> **WORK TO COMPLETE**:
Rewrite the rows below as a single numbered list, leaving out the blank lines.

> **DATA SHOWN**:
>>>>
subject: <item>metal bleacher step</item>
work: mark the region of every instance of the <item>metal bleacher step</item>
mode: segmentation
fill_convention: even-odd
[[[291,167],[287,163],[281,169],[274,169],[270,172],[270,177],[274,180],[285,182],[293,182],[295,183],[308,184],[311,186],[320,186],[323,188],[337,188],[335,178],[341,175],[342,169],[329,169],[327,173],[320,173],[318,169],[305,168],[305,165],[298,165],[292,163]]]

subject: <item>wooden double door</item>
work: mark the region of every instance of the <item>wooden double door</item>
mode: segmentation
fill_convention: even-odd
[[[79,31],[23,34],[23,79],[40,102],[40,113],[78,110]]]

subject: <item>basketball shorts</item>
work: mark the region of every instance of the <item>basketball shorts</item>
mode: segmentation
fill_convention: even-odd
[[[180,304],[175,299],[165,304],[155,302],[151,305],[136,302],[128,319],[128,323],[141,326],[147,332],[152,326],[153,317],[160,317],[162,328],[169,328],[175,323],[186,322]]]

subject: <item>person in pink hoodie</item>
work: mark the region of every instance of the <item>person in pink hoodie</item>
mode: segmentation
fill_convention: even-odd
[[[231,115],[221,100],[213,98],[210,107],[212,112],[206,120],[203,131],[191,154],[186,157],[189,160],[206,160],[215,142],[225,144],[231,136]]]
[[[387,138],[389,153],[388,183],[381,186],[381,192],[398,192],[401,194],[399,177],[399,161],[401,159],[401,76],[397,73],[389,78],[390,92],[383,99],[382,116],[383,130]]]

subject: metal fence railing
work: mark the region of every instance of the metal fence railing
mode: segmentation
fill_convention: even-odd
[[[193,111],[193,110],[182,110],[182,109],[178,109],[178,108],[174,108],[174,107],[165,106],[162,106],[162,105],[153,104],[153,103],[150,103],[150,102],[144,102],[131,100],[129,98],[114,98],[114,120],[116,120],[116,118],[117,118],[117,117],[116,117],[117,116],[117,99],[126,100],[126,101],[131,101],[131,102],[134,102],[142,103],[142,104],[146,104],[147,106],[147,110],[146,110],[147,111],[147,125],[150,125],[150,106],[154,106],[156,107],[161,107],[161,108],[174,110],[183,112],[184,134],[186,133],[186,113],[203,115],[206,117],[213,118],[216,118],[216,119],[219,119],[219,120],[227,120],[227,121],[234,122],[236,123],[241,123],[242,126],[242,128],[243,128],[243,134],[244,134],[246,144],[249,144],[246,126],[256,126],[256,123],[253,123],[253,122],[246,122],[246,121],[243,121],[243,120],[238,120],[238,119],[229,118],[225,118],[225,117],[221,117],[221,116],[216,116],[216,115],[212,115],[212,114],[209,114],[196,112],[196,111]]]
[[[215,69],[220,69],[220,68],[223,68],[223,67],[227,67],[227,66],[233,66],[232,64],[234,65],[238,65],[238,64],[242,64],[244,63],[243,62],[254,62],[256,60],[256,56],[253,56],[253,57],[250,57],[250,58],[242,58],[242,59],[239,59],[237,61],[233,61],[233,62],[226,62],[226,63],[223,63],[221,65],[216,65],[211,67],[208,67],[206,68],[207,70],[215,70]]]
<<<<
> **WRITTEN REPLY**:
1. subject: <item>metal bleacher step</item>
2. work: mark the region of every instance of the <item>metal bleacher step</item>
3. mode: segmentation
4. fill_convention: even-odd
5. [[[291,167],[287,163],[281,169],[274,169],[270,172],[270,177],[274,180],[285,182],[293,182],[295,183],[308,184],[311,186],[320,186],[323,188],[337,188],[335,178],[341,175],[342,169],[329,169],[327,173],[320,173],[318,169],[305,168],[305,165],[298,165],[292,163]]]
6. subject: <item>wooden double door</item>
7. work: mark the region of every instance of the <item>wooden double door</item>
8. mode: segmentation
9. fill_convention: even-odd
10. [[[79,31],[23,34],[23,79],[40,102],[40,113],[78,110]]]
11. subject: <item>basketball shorts</item>
12. work: mark the region of every instance of the <item>basketball shorts</item>
13. mode: segmentation
14. fill_convention: even-odd
15. [[[180,304],[175,299],[165,304],[155,302],[151,305],[136,302],[128,319],[128,323],[141,326],[147,332],[152,326],[153,317],[160,317],[162,328],[169,328],[175,323],[186,322]]]
16. subject: <item>person in pink hoodie</item>
17. work: mark the region of every instance of the <item>person in pink hoodie</item>
18. mode: segmentation
19. fill_convention: even-odd
20. [[[231,115],[221,100],[213,98],[210,107],[212,112],[206,120],[203,131],[191,154],[186,157],[189,160],[206,160],[215,142],[225,144],[231,136]]]
21. [[[387,138],[389,153],[388,183],[381,186],[381,192],[398,192],[401,194],[399,177],[399,161],[401,159],[401,76],[397,73],[389,78],[390,92],[383,99],[382,116],[383,130]]]
22. subject: metal fence railing
23. work: mark the region of every instance of the metal fence railing
24. mode: segmentation
25. fill_convention: even-odd
26. [[[193,111],[193,110],[182,110],[182,109],[178,109],[178,108],[174,108],[174,107],[165,106],[162,106],[162,105],[153,104],[153,103],[150,103],[150,102],[144,102],[131,100],[129,98],[114,98],[114,120],[116,120],[116,118],[117,118],[117,117],[116,117],[117,116],[117,99],[126,100],[126,101],[131,101],[131,102],[134,102],[142,103],[142,104],[146,104],[147,106],[147,110],[146,110],[147,111],[147,125],[150,125],[150,106],[154,106],[156,107],[161,107],[161,108],[174,110],[183,112],[184,134],[186,133],[186,113],[203,115],[206,117],[213,118],[216,118],[216,119],[219,119],[219,120],[227,120],[227,121],[234,122],[236,123],[241,123],[242,126],[242,128],[243,128],[243,134],[244,134],[246,144],[249,144],[246,126],[256,126],[256,123],[253,123],[253,122],[246,122],[246,121],[243,121],[243,120],[238,120],[238,119],[229,118],[225,118],[225,117],[221,117],[221,116],[216,116],[216,115],[212,115],[212,114],[209,114],[196,112],[196,111]]]
27. [[[215,69],[220,69],[220,68],[223,68],[223,67],[227,67],[227,66],[233,66],[232,64],[234,65],[238,65],[238,64],[242,64],[244,63],[243,62],[254,62],[256,60],[256,56],[253,56],[253,57],[250,57],[250,58],[242,58],[242,59],[239,59],[237,61],[233,61],[233,62],[226,62],[226,63],[223,63],[221,65],[216,65],[211,67],[208,67],[206,68],[207,70],[215,70]]]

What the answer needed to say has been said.